***** Source document *****

Exercise Saber Strike 2012 comes to a close

by Capt. Greg Jones
21st Theater Sustainment Command Public Affairs


After two weeks of intense training, about 2,000 troops from eight nations began to pack up and head home from five locations spread across Estonia and Latvia as exercise Saber Strike 2012 came to an official close following ceremonies in Tapa, Estonia and Adazi, Latvia. The troops left having made new friends, learned new techniques and developed the confidence needed to better operate together in upcoming deployments to Afghanistan.

“Saber Strike 2012 has been a tremendous success strategically, operationally and tactically,” said Brig. Gen. Mark Hendrix, deputy commanding general of the U.S. Army’s 21st Theater Sustainment Command and acting exercise co-director, during closing comments in Adazi, Latvia. “We have improved our interoperability, refined our tactics, techniques and procedures, and most of all, prepared those of you who will soon go into harm’s way.”

***** Supplied records *****

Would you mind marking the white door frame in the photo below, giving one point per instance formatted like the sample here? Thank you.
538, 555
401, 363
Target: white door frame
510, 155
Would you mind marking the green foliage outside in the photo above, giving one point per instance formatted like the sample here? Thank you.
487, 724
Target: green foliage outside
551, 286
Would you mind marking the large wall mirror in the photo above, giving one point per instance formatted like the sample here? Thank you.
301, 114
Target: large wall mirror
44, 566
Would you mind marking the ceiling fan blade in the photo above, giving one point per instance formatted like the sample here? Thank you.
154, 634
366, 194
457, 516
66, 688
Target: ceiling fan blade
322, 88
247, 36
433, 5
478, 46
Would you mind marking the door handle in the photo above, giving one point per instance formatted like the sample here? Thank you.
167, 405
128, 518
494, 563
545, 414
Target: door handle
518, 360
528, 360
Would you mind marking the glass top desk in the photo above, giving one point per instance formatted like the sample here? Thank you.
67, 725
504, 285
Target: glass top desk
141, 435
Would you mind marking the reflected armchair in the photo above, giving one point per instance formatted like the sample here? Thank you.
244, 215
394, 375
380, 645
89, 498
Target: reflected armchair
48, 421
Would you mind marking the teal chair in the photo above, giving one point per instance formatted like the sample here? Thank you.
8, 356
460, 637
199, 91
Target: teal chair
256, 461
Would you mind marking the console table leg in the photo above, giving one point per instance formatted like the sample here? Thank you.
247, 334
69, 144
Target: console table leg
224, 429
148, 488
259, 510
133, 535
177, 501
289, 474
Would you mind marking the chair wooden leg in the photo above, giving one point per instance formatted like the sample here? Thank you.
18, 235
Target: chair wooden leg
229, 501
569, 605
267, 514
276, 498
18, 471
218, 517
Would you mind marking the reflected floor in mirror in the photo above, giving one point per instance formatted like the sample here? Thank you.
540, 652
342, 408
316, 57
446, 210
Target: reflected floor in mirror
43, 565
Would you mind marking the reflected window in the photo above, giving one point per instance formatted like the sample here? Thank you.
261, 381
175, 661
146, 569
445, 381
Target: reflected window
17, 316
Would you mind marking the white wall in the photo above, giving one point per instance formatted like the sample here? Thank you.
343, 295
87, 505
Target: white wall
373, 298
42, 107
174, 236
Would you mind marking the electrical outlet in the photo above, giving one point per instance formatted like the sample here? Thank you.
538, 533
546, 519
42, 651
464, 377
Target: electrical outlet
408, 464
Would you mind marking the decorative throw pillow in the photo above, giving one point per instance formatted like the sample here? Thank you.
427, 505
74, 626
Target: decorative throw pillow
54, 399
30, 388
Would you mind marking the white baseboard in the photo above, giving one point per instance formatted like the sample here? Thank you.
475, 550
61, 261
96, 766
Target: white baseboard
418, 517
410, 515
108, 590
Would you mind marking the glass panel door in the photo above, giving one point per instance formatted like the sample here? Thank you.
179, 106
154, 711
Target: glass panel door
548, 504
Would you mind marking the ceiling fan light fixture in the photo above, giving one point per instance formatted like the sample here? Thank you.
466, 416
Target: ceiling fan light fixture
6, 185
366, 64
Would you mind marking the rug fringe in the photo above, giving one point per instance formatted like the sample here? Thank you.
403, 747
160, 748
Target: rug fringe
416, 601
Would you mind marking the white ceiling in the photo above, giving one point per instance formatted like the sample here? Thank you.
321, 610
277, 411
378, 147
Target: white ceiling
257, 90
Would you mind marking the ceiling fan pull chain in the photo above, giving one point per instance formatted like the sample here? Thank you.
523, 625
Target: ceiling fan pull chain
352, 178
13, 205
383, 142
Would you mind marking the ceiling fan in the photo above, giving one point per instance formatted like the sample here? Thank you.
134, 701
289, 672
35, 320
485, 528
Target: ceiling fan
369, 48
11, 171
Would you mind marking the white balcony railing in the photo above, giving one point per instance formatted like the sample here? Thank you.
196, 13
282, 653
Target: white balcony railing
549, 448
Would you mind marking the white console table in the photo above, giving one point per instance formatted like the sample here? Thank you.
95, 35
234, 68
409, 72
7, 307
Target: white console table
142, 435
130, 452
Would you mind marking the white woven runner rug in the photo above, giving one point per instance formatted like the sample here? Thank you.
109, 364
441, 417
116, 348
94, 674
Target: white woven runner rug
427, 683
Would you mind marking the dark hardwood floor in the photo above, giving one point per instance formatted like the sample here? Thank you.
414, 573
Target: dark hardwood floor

*****

• **Work order 1**
In the Saber Strike 2012 article, copy everything from "Exercise Saber Strike 2012 comes" down to "deployments to Afghanistan." word for word.
• **Work order 2**
Rewrite the paragraph of the Saber Strike 2012 article that begins "After two weeks of intense training" as a short list of its main facts.
• **Work order 3**
According to the Saber Strike 2012 article, why does Brig. Gen. Mark Hendrix call the exercise a tremendous success?

• **Task solution 1**
Exercise Saber Strike 2012 comes to a close

by Capt. Greg Jones
21st Theater Sustainment Command Public Affairs


After two weeks of intense training, about 2,000 troops from eight nations began to pack up and head home from five locations spread across Estonia and Latvia as exercise Saber Strike 2012 came to an official close following ceremonies in Tapa, Estonia and Adazi, Latvia. The troops left having made new friends, learned new techniques and developed the confidence needed to better operate together in upcoming deployments to Afghanistan.

• **Task solution 2**
- Exercise Saber Strike 2012 officially ended after two weeks of intense training.
- Closing ceremonies were held in Tapa, Estonia and Adazi, Latvia.
- About 2,000 troops from eight nations had trained at five locations across Estonia and Latvia.
- The troops left with new friends, new techniques and more confidence to operate together in upcoming deployments to Afghanistan.

• **Task solution 3**
He says the troops improved their interoperability and refined their tactics, techniques and procedures. Most of all, he says, the exercise prepared those who will soon go into harm's way.